## start ENTRIES PROVIDED
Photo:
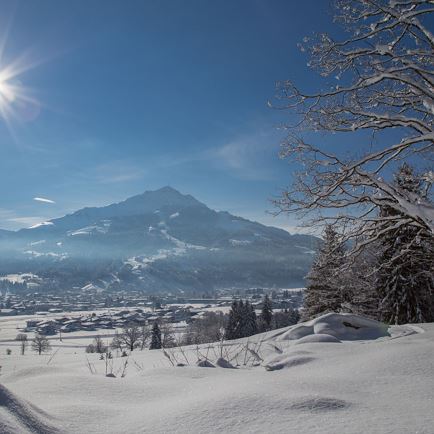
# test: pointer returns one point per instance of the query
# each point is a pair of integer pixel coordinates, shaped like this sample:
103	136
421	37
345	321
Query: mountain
157	241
## end ENTRIES PROVIDED
Please return all of the lines above word for word, without the pictures.

WORKED SOLUTION:
Photo:
# test: pointer returns one point per instance of the query
# each point is a pair of integer pixel coordinates, shaped like this sample:
103	136
421	37
345	321
Query: mountain
157	241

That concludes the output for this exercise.